* Exercise instructions
a. List every U.S. state other than Nevada that the passage on Nevada school enrollment and spending names.
b. Answer each question from the passage on Nevada school enrollment and spending:
(i) What was peak enrollment, and in which school year?
(ii) Per-pupil spending grew from what figure to what figure?
(iii) Which index converts the nominal figures to constant 2021 dollars in Chart 4?
c. Write the next part of the passage on Nevada school enrollment and spending, picking up after its final sentence.

— START Passage —

Enrollment peaked at 496,934 during the 2019-2020 school year before falling to 482,348 during the following school year.

This growth rate is much faster than the national growth in enrollment of 4.7% over the same time period and reflects Nevada’s status as a preferred destination for inward migration and rapid population growth.

In fact, Nevada experienced the fastest enrollment growth of any state other than Utah. Many of Nevada’s neighbors in the Mountain West also experienced high enrollment growth during this period, including Arizona, Idaho and Utah, as demonstrated in Chart 2.

Nevada’s two other contiguous states – California and Oregon – are included in this chart and others for comparison purposes, although the trends in these states are markedly different.

California has experienced a net loss in enrollment this century as outmigration has overwhelmed inward migration.

Spending

Spending in Nevada school districts has grown 46.5 percent faster than enrollment this century. Another way of stating that is that spending on a per-pupil basis grew 46.5 percent, moving from $7,893 to $11,565.

However, per-pupil spending grew in all states over this time period. Chart 3 compares per-pupil spending between Nevada and its immediate neighbors. It shows that Nevada began this century spending less per pupil than California and Oregon, but more than Arizona, Idaho and Utah. After 20 years, Nevada still occupies this position amongst its neighbors.

One complication arising from a comparison of nominal spending figures is that the value of the dollar continuously erodes as the Federal Reserve issues new currency, largely to finance federal deficits through the purchase of Treasury bills.

This inflation means that costs increase over time because each dollar purchases fewer goods. Chart 4 adjusts for this by indexing the nominal figures reported by the U.S. Department of Education to constant 2021 dollars using the Consumer Price Index for urban households.

— END Passage —
— START Given data —

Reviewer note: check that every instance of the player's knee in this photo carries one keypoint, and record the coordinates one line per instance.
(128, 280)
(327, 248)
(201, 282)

— END Given data —

* Expected results
a. Utah, Arizona, Idaho, California, Oregon

b.
(i) 496,934, in the 2019-2020 school year
(ii) From $7,893 to $11,565
(iii) The Consumer Price Index for urban households

c.
It shows that per pupil spending has increased faster than inflation in California, Oregon and Utah, but has increased roughly in line with inflation in Arizona, Idaho and Nevada. Nevada remains the third-highest spender among its neighbors in real, per pupil terms after Oregon and California.

Major components of spending, as categorized by the U.S. Department of Education, are detailed in Table 1. Nevada’s spending increases this century have been driven heavily by higher spending on support staff.

Spending on food service – such as school cafeterias – and administration have also outpaced overall spending. The per-pupil costs of spending on facility construction and debt service have not increased this century.

Table 1 also demonstrates that only 48.5 percent of spending per pupil is allocated toward classroom instruction, including teacher salaries and school supplies.

This is a slight increase from 46.0 percent at the beginning of the century, but down from a recent high of 53.3 percent during the 2015-16 school year.

Most states allocate between 45 percent and 55 percent of K-12 education spending toward classroom instruction, although Northeastern states tend to allocate around 60 percent to the classroom.

Chart 5 shows that Nevada’s direct neighbors fall mostly within the 45 percent to 55 percent range.

The largest component of classroom spending is teacher salaries and benefits. School districts’ required annual contributions to Nevada’s Public Employee Retirement System have grown substantially this century due to the system’s historically poor actuarial assumptions – a subject to be further explored in the near future.

However, the average teacher salary, once adjusted for inflation, remained steady through the 2016-17 school year. More recently, accelerating inflation has led to a slight decrease in the average teacher’s salary.

Beginning in the 2021-22 school year, Utah school districts began to pay the average teacher nearly $800 more per year than Nevada districts, dropping Nevada behind California, Oregon and Utah in terms of average teacher salary, but ahead of Arizona and Idaho. Chart 6 displays these trends.

A common refrain among Nevada’s teacher unions is that class sizes have increased substantially and demanded more work from teachers.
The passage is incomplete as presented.